YOUR OBJECTIVE = In your output, repeat each entry exactly and include no pictures.

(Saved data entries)
========================

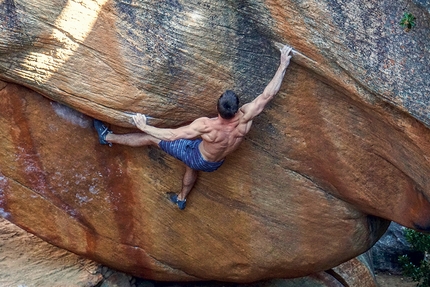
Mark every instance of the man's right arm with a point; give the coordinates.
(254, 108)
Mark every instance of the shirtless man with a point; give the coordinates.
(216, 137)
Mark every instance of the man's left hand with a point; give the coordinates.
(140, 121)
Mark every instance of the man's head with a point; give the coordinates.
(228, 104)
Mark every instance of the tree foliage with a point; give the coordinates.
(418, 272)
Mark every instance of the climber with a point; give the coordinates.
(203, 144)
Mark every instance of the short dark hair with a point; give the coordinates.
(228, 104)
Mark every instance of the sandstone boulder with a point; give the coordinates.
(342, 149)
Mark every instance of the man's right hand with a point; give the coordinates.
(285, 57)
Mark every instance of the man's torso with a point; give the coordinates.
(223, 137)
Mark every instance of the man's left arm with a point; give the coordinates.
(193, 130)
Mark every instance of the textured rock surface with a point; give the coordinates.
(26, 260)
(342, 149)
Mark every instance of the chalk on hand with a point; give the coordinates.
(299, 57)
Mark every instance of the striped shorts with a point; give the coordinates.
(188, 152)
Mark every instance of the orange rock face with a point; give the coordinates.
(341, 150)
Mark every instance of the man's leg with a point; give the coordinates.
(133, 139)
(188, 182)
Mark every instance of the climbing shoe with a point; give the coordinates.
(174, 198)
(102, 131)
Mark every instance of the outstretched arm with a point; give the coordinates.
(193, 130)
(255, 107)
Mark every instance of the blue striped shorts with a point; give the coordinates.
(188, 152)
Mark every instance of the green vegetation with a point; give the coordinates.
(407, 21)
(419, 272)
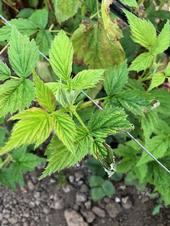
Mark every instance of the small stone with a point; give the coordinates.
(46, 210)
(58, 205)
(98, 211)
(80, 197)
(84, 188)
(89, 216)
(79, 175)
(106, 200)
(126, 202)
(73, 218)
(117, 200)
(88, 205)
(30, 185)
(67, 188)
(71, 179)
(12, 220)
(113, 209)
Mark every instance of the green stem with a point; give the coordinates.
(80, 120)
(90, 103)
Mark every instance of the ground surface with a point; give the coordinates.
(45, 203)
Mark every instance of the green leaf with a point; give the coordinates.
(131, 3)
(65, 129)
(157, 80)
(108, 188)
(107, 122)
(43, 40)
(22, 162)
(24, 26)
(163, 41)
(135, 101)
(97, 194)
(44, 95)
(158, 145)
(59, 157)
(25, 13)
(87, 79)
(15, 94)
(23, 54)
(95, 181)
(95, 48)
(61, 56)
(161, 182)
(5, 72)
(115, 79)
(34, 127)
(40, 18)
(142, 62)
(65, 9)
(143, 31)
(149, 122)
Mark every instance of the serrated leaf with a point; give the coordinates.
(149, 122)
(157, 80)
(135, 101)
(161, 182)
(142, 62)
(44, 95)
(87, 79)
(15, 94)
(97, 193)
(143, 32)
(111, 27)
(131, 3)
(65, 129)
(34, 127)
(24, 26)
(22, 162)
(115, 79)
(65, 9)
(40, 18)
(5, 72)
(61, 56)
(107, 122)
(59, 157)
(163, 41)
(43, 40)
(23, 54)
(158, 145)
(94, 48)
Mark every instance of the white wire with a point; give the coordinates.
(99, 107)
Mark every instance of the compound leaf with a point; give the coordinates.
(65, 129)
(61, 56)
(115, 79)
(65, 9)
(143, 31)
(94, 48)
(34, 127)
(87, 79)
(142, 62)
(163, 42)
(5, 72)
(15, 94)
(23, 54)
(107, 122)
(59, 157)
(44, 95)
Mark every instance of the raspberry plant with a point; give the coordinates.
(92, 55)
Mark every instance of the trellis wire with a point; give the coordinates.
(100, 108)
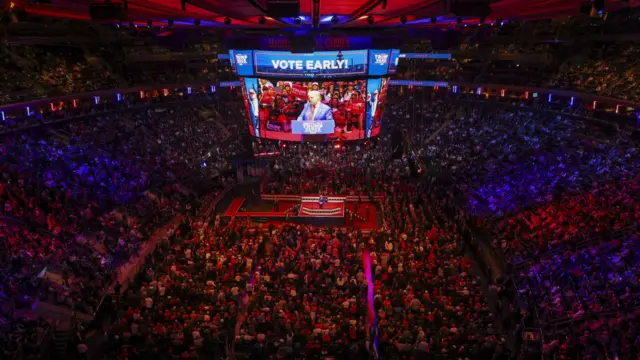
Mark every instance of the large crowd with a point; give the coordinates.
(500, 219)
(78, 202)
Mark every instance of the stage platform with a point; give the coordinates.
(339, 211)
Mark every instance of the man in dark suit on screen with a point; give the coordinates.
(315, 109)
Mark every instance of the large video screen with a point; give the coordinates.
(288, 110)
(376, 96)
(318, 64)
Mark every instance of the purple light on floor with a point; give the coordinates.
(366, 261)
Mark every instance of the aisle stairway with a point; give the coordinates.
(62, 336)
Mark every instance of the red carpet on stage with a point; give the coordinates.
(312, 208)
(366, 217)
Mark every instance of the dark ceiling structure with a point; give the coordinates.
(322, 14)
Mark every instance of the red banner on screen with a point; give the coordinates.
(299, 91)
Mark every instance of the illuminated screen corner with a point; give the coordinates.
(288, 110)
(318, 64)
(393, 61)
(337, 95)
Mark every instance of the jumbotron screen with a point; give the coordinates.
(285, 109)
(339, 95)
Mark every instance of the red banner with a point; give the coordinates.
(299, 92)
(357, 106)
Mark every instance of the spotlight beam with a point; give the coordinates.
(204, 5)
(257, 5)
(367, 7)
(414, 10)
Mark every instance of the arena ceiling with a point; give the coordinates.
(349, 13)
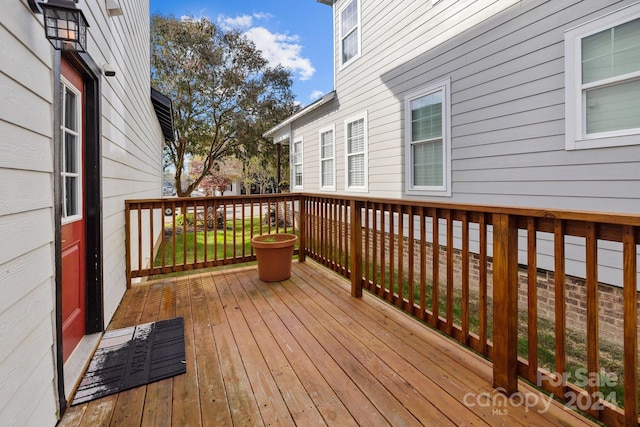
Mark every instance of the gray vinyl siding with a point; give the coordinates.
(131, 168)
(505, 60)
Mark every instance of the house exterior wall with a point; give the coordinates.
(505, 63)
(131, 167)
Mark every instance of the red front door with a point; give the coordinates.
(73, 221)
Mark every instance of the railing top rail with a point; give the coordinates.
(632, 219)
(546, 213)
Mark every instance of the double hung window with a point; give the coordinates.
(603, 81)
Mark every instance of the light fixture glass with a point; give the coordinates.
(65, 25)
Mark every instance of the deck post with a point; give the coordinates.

========================

OUTPUT FOR THIS EXERCISE =
Mark every instance of the man's right arm with a point; give the coordinates.
(254, 108)
Mark every instance of the shirtless man with a point; give the coordinates.
(216, 137)
Mark every instance of the man's left hand with a point; give the coordinates.
(140, 121)
Mark every instance of the man's head with a point; give the coordinates.
(228, 104)
Mark every instance of the tree foliage with a point; give the coordinates.
(418, 272)
Mark every instance of the climber with a point; give the coordinates.
(203, 144)
Mark every instance of the short dark hair with a point; give the coordinates.
(228, 104)
Mark every instance of the sandstone boulder with a point; give the coordinates.
(342, 149)
Mark every instance of the man's right hand with a point; give the coordinates.
(285, 57)
Mark every instance of the man's torso with a point; give the coordinates.
(223, 137)
Mark every instance of the man's left arm with a point; give the coordinates.
(193, 130)
Mark every instance of the textured rock surface with a point; give the coordinates.
(26, 260)
(342, 149)
Mark every instance of the chalk on hand with a point; give the coordinates.
(299, 57)
Mark every instance of the striped shorts with a point; give the coordinates.
(188, 152)
Mark every instance of the orange rock face with a point; give the coordinates.
(341, 150)
Mark every instance of the man's leg with a point; give the coordinates.
(133, 139)
(188, 182)
Mark every instance of the climbing shoe with a point; give the coordinates.
(174, 198)
(102, 131)
Mark every instance of the outstretched arm with a point; give the coordinates.
(193, 130)
(255, 107)
Mark every instance of the blue striped shorts with a point; give the coordinates.
(188, 152)
Mark every instance of the green vegetation with a point; give the coordinates.
(407, 21)
(419, 272)
Mark every instance of the small stone with a point; give the coordinates.
(46, 210)
(58, 205)
(98, 211)
(80, 197)
(84, 188)
(89, 216)
(79, 175)
(106, 200)
(126, 202)
(73, 218)
(117, 200)
(88, 205)
(30, 185)
(67, 188)
(71, 179)
(12, 220)
(113, 209)
Mark every instance of the green stem with a point; give the coordinates.
(80, 120)
(90, 103)
Mark every instance of the ground surface with a point; give the coordinates.
(45, 203)
Mark every instance of the green leaf with a point; give the coordinates.
(131, 3)
(65, 129)
(157, 80)
(108, 188)
(107, 122)
(43, 40)
(22, 162)
(24, 26)
(163, 41)
(135, 101)
(97, 194)
(44, 95)
(158, 145)
(59, 157)
(25, 13)
(87, 79)
(15, 94)
(23, 54)
(95, 181)
(95, 48)
(61, 56)
(161, 182)
(5, 72)
(115, 79)
(34, 127)
(40, 18)
(142, 62)
(65, 9)
(143, 31)
(149, 122)
Mark every instance of the serrated leaf with a point; give the coordinates.
(149, 122)
(157, 80)
(135, 101)
(161, 182)
(142, 62)
(44, 95)
(87, 79)
(15, 94)
(97, 193)
(143, 32)
(111, 27)
(131, 3)
(65, 129)
(34, 127)
(24, 26)
(22, 162)
(115, 79)
(65, 9)
(40, 18)
(5, 72)
(61, 56)
(107, 122)
(59, 157)
(163, 41)
(43, 40)
(23, 54)
(158, 145)
(94, 48)
Mark every instance of the white wire with a point; give the coordinates.
(99, 107)
Mark every instance of the compound leaf with a point; give the coordinates.
(65, 129)
(61, 56)
(115, 79)
(65, 9)
(143, 31)
(94, 48)
(34, 127)
(87, 79)
(142, 62)
(163, 42)
(5, 72)
(15, 94)
(23, 54)
(107, 122)
(59, 157)
(44, 95)
Mark every instance of the raspberry plant with a point; give the coordinates.
(92, 55)
Mark every instance of the trellis wire with a point; give the coordinates.
(100, 108)
Mark every instance of the large crowd with a point; give the coordinates.
(500, 219)
(78, 202)
Mark every instance of the stage platform with a point; give the coordinates.
(339, 211)
Mark every instance of the man in dark suit on screen with a point; give the coordinates.
(315, 109)
Mark every instance of the large video screen with a point; give the coordinates.
(288, 110)
(376, 96)
(318, 64)
Mark every instance of the purple light on floor with a point; give the coordinates.
(366, 261)
Mark every instance of the aisle stairway with a point; give the coordinates.
(62, 336)
Mark every instance of the red carpet on stage with a point; give the coordinates.
(312, 208)
(366, 217)
Mark every instance of the dark ceiling structure with a point; give the coordinates.
(322, 14)
Mark every instance of the red banner on screen with a point; give the coordinates.
(299, 91)
Mark every instance of the illuminated screen corner with a point; give the coordinates.
(288, 110)
(318, 64)
(393, 61)
(337, 95)
Mark every instance of the jumbotron screen with a point; give the coordinates.
(285, 109)
(339, 95)
Mark every instance of the red banner with a point; give the coordinates.
(299, 92)
(357, 106)
Mark every instance of the spotlight beam with a point; give the coordinates.
(204, 5)
(257, 5)
(367, 7)
(414, 10)
Mark every instance of the arena ceiling with a point; give the coordinates.
(349, 13)
Mark every instance of the gray vinyl siding with a point; give the coordinates.
(131, 168)
(505, 60)
Mark every instance of the house exterior wall with a point; give the coordinates.
(505, 63)
(131, 167)
Mark every instance of the red front door with a point; give the coordinates.
(73, 221)
Mark every instance of the railing top rail with a point; give the coordinates.
(632, 219)
(546, 213)
Mark every instance of the double hung window with a point; give the coordinates.
(603, 81)
Mark every instance of the light fixture glass with a point; give the coordinates.
(65, 25)
Mark every instance of the deck post with a point; give the coordinates.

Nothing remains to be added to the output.